TASK INSTRUCTIONS: Please rewrite the records from the line containing "bank and give integer pixel coordinates." through the end of the records, renaming "wooden stake" to "wooden post" and leaving everything else unchanged.

INPUT MATERIAL:

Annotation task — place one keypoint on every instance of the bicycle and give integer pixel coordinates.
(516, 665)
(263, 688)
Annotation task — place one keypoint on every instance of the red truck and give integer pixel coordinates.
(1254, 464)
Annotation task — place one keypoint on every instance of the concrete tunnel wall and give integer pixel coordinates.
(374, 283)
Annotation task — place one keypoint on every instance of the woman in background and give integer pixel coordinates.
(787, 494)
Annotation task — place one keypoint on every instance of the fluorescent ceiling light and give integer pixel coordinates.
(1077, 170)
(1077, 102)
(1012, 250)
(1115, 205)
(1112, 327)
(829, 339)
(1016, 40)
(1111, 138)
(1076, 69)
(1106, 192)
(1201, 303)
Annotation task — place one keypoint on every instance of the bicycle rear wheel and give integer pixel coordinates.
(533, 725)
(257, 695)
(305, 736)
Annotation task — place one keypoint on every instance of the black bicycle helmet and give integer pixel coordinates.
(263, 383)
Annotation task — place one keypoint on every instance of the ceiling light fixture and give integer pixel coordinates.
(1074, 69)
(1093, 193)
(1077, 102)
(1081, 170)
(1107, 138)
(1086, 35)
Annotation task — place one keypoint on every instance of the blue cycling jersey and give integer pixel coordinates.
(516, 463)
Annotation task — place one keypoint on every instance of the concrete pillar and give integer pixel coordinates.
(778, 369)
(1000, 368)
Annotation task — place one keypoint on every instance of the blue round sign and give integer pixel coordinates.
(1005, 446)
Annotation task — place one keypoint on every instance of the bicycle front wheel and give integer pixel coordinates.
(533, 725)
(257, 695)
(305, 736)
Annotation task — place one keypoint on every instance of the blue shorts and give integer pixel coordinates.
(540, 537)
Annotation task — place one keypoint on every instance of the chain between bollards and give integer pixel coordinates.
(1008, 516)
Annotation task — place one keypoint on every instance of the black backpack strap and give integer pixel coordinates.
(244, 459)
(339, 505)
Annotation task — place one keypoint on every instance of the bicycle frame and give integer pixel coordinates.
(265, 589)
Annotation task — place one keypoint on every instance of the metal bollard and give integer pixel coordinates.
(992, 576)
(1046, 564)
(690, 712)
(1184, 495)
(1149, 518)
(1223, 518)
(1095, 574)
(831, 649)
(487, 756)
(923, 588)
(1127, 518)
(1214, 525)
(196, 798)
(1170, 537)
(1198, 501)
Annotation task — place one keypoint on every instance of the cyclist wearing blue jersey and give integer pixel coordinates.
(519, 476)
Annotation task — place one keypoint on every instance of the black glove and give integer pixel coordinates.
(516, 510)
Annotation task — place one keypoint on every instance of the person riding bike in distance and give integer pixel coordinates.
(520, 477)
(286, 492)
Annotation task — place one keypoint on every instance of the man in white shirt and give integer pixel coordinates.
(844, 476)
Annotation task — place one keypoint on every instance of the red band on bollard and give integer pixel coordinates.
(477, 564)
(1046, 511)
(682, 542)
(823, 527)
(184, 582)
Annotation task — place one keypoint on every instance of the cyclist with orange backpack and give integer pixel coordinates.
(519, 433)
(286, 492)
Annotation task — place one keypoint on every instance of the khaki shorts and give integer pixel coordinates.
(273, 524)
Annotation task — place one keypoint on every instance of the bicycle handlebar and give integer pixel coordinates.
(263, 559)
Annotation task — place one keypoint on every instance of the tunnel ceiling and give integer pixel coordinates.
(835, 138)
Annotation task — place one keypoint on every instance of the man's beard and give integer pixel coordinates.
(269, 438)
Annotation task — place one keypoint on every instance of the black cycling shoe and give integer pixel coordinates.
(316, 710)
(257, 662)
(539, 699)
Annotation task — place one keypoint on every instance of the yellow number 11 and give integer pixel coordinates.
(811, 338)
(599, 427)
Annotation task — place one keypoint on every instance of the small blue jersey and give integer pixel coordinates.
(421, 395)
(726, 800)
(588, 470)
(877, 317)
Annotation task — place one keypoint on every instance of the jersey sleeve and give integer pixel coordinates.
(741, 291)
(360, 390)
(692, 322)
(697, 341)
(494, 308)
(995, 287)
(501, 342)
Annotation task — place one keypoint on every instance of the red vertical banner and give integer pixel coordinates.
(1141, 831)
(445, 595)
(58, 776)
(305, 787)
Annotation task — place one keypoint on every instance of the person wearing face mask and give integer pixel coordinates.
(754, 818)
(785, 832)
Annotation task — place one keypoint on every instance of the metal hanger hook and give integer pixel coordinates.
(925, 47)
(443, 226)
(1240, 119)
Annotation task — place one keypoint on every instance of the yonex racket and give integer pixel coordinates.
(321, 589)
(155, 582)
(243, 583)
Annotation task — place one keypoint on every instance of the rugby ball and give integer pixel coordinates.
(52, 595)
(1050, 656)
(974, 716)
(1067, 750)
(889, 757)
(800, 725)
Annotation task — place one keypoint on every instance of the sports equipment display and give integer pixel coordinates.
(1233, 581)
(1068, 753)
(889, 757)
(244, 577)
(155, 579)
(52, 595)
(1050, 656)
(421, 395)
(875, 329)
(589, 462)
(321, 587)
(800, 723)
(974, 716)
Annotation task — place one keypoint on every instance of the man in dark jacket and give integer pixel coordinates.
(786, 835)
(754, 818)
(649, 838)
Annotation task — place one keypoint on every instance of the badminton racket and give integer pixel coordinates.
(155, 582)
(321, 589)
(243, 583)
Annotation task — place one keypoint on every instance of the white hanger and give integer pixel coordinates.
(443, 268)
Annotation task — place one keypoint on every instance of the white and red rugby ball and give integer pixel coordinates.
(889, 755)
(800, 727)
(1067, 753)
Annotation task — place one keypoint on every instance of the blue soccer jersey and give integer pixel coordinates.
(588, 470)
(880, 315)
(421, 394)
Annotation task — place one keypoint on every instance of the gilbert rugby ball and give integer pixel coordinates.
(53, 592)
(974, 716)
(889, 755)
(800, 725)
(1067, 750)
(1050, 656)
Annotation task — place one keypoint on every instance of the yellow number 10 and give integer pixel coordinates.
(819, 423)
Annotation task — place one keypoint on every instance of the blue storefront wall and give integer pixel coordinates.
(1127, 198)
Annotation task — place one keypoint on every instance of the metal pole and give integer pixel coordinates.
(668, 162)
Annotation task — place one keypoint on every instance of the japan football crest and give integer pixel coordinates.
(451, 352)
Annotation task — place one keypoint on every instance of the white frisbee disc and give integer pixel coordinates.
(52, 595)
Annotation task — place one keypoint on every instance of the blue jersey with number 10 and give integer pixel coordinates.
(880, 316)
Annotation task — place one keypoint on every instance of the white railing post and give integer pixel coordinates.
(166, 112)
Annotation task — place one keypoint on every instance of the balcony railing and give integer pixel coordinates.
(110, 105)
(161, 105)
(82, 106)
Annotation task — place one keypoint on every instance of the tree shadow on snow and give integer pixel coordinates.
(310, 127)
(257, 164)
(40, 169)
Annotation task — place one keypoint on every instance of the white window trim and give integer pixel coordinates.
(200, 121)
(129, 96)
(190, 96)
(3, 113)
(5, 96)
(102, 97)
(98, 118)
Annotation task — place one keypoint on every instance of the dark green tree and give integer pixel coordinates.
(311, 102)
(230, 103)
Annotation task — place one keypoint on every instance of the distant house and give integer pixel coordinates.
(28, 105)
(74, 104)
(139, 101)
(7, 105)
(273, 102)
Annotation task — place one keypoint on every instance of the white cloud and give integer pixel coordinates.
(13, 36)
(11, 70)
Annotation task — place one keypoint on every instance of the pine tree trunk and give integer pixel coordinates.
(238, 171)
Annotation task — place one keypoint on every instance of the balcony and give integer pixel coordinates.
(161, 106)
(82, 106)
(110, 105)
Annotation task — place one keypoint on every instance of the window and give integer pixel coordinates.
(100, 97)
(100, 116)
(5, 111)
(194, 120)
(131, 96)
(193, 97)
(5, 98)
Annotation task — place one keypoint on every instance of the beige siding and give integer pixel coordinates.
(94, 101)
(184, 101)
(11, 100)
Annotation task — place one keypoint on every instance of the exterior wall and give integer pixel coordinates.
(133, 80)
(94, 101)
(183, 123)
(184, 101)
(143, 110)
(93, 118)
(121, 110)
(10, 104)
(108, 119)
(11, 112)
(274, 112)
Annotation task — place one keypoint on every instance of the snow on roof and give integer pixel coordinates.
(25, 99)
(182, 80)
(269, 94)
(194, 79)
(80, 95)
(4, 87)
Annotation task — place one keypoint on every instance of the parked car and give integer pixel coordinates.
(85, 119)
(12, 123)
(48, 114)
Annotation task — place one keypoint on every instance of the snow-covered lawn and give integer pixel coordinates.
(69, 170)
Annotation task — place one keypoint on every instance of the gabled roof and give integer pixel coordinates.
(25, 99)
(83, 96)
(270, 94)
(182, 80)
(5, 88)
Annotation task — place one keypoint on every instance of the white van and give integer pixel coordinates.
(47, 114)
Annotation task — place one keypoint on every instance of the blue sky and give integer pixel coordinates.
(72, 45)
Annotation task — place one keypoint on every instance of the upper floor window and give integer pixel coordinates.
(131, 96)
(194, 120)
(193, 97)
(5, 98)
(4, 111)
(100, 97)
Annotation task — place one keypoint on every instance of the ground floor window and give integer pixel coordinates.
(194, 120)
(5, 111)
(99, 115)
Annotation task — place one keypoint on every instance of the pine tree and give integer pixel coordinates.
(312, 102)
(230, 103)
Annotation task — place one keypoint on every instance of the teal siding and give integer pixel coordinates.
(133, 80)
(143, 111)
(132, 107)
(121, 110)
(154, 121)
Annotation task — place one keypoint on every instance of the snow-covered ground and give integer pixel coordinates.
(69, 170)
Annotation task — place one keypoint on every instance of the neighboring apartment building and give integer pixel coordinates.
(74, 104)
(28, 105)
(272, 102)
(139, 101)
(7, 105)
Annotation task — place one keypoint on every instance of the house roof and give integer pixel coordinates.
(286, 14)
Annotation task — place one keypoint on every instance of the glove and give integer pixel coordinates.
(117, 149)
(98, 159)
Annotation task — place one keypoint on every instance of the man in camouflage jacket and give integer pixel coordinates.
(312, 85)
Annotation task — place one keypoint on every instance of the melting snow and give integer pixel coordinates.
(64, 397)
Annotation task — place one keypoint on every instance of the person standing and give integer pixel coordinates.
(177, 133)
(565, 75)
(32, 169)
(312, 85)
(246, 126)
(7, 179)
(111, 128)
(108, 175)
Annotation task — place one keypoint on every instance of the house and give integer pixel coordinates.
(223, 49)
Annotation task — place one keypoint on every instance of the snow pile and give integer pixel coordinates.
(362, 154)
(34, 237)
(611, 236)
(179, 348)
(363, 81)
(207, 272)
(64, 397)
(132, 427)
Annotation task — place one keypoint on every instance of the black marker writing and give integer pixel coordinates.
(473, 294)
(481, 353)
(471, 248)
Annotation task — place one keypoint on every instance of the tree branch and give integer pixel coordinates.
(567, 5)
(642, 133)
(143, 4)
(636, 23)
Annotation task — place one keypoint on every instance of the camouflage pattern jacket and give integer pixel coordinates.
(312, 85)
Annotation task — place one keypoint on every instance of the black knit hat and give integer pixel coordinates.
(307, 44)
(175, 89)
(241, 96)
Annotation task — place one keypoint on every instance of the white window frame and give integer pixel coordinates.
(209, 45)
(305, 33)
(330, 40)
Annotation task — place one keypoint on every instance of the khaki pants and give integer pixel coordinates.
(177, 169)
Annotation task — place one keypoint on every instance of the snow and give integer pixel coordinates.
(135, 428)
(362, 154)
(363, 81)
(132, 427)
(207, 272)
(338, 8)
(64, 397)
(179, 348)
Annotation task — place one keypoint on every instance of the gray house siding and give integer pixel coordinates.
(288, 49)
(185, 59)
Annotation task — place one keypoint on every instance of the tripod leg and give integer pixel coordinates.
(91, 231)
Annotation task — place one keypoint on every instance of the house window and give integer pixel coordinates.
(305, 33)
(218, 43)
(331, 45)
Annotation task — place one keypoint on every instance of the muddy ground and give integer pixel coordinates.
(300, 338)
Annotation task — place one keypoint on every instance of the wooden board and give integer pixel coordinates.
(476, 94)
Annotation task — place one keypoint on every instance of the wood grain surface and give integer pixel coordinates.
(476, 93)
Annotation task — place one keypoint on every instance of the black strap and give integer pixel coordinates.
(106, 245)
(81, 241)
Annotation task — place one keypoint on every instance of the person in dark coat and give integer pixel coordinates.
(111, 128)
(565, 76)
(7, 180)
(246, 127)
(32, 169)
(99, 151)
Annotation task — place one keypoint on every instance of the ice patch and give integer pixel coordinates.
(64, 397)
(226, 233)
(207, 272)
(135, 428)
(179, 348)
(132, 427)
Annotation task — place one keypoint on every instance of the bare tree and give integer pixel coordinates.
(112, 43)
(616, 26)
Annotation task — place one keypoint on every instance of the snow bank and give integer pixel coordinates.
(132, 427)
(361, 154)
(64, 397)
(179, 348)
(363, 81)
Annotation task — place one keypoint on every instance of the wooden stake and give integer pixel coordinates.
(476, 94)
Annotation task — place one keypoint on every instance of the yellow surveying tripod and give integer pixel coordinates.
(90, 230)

THE RESPONSE:
Annotation task — place one keypoint on every instance of the snow bank and give integer pixel coordinates.
(132, 427)
(361, 154)
(64, 397)
(179, 348)
(363, 81)
Annotation task — place one keypoint on every instance of the wooden post and give integer pixel coordinates.
(476, 94)
Annotation task — place one keypoint on every instance of the yellow surveying tripod and give integer pixel coordinates.
(90, 230)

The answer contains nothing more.